_Instruction_. Copy out the stretch of the listing from the line containing "backpack strap ->" through the end of the listing, substituting "shoulder strap" for "backpack strap" and changing nothing else. Give only those lines.

[Segmentation dataset records]
= = =

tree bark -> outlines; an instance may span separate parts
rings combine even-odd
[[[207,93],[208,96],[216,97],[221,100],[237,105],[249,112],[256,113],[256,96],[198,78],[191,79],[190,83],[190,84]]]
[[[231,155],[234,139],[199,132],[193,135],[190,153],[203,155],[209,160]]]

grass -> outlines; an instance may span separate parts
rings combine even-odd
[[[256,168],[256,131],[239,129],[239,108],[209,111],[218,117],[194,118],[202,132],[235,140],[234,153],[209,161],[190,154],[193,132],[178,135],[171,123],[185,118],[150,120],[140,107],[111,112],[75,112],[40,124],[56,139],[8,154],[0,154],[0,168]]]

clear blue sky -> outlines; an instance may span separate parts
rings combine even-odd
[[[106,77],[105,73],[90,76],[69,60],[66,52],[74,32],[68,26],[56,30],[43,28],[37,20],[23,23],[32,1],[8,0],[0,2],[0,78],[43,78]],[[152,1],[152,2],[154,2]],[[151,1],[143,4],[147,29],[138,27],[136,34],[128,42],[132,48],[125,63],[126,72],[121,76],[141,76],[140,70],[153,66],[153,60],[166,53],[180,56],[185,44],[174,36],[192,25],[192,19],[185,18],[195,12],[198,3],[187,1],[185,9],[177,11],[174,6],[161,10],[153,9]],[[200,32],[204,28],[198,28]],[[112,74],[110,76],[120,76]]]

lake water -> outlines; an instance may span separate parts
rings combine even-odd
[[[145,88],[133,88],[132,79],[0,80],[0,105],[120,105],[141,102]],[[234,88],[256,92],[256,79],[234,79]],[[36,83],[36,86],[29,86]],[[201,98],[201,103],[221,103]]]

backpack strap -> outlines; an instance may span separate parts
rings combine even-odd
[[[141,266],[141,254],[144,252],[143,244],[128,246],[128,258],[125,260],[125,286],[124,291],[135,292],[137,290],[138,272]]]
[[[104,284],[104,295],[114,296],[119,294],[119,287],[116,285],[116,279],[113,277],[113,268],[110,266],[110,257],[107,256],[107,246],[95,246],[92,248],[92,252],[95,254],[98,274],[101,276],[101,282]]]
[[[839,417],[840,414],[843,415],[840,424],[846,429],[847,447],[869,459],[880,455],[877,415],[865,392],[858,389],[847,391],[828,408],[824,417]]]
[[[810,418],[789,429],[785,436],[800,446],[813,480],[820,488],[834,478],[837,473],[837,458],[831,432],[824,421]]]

= = =

_Result_.
shoulder strap -> outlines; an instance may span separate parts
rings combine even-odd
[[[141,266],[141,254],[144,252],[143,244],[128,246],[128,258],[125,260],[125,286],[124,291],[135,292],[137,290],[138,272]]]
[[[104,284],[104,295],[114,296],[119,294],[119,287],[116,285],[116,279],[113,277],[113,268],[110,266],[110,257],[107,256],[107,246],[95,246],[92,248],[92,252],[95,254],[98,274],[101,276],[101,282]]]
[[[839,417],[840,414],[843,415],[840,424],[846,429],[847,447],[869,459],[880,455],[877,415],[865,392],[858,389],[847,391],[828,408],[824,417]]]
[[[810,418],[789,429],[785,436],[800,446],[813,480],[820,488],[834,478],[837,473],[837,458],[831,432],[824,421]]]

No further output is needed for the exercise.